> THE DATA:
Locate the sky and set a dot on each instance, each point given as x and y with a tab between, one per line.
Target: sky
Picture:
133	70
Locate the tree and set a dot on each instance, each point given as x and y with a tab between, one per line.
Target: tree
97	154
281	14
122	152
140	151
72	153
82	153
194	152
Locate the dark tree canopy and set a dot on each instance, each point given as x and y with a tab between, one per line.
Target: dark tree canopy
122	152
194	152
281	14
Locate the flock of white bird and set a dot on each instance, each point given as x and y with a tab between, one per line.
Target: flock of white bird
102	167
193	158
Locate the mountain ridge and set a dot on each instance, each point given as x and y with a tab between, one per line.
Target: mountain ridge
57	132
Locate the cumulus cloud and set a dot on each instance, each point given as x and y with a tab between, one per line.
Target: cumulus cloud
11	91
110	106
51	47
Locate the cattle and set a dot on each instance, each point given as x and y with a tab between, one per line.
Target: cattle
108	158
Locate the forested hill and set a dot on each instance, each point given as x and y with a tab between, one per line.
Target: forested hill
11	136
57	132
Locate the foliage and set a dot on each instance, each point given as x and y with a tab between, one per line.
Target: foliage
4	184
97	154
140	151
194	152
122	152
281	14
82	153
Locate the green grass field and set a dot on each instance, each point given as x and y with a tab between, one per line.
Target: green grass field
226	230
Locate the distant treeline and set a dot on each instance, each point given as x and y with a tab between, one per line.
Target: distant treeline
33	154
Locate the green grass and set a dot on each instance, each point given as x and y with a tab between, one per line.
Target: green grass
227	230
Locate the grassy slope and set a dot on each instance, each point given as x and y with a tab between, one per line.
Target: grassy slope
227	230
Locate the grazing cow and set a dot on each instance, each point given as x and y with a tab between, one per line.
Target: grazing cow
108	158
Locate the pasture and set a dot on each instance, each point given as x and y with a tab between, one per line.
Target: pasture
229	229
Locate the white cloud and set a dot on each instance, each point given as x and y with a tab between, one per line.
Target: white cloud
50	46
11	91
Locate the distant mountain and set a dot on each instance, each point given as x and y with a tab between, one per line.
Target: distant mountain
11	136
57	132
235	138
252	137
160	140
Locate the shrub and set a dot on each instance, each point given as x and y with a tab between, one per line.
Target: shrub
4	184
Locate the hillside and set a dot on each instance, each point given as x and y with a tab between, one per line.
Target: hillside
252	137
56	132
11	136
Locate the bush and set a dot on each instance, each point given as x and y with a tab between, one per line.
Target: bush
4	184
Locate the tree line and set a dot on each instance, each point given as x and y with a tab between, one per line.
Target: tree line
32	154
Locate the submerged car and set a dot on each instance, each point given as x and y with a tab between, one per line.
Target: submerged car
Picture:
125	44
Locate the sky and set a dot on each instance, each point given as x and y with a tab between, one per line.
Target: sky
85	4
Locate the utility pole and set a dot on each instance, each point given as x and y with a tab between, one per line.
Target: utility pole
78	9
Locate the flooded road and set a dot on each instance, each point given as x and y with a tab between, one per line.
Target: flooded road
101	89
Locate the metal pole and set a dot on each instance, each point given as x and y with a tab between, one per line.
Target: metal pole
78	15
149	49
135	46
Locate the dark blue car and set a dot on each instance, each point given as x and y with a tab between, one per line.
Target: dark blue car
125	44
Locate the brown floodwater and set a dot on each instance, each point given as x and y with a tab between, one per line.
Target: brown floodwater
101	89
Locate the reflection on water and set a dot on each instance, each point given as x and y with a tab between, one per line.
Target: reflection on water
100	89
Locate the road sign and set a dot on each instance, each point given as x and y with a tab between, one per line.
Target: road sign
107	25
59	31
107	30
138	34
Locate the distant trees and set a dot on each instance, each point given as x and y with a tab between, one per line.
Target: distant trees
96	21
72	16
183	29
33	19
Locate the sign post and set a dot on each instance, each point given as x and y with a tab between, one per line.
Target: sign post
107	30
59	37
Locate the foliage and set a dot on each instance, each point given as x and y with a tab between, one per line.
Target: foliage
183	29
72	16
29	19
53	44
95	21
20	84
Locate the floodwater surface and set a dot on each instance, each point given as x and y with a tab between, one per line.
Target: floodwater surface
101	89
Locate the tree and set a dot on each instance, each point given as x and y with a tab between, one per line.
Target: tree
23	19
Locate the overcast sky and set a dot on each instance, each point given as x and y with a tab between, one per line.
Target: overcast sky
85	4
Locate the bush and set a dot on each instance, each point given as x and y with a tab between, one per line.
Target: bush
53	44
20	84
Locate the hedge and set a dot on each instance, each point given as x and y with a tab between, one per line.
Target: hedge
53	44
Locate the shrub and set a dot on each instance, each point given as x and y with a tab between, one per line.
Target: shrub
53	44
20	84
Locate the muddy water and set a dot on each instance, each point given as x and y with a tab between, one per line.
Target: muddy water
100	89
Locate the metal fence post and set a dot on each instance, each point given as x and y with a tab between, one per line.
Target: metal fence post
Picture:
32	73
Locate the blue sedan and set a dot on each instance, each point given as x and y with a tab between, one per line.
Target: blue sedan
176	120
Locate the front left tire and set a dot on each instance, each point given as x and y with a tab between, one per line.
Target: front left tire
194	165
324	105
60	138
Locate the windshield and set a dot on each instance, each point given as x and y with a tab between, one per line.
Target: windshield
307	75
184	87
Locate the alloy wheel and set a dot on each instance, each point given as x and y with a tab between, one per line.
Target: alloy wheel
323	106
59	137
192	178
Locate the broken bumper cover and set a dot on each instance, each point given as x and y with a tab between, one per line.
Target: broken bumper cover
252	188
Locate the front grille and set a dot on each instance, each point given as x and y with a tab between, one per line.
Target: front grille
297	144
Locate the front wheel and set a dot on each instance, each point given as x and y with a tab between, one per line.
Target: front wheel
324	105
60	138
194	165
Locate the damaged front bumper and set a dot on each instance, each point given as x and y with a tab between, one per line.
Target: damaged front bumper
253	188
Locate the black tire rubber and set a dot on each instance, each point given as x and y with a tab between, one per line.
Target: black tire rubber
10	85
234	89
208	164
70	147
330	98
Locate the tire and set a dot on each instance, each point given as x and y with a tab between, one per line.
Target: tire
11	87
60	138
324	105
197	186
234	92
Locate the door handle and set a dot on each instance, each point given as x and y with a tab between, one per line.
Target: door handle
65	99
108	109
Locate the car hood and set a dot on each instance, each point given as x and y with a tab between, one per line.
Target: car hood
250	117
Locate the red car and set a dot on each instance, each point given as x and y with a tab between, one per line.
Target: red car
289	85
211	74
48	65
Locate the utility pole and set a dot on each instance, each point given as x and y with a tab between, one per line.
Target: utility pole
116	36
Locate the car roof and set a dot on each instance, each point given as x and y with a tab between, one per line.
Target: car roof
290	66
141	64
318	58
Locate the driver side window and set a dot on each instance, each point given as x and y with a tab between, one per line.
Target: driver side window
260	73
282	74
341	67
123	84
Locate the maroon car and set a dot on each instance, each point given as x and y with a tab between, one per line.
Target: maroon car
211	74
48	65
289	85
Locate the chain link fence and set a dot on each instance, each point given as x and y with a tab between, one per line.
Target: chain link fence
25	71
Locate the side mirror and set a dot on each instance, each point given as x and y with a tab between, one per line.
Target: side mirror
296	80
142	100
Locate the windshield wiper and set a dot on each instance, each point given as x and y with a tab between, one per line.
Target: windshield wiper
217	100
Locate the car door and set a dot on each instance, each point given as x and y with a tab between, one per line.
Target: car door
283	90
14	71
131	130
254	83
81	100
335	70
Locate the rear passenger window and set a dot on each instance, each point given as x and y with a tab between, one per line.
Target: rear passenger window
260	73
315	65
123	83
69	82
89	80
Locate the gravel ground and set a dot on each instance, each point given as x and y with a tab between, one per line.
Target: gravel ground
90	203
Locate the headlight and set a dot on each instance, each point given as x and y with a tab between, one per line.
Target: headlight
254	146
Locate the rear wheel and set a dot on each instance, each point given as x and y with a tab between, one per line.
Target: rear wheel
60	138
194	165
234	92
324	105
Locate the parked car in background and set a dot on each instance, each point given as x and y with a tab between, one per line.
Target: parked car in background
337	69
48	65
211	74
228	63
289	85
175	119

> TASK TO COMPLETE:
List all lines above in which the string "submerged" appears.

> SOLUTION TO THIS EXERCISE:
Locate the submerged car and set a dot on each instance, each point given as x and y with a tab between, one per line.
Target: submerged car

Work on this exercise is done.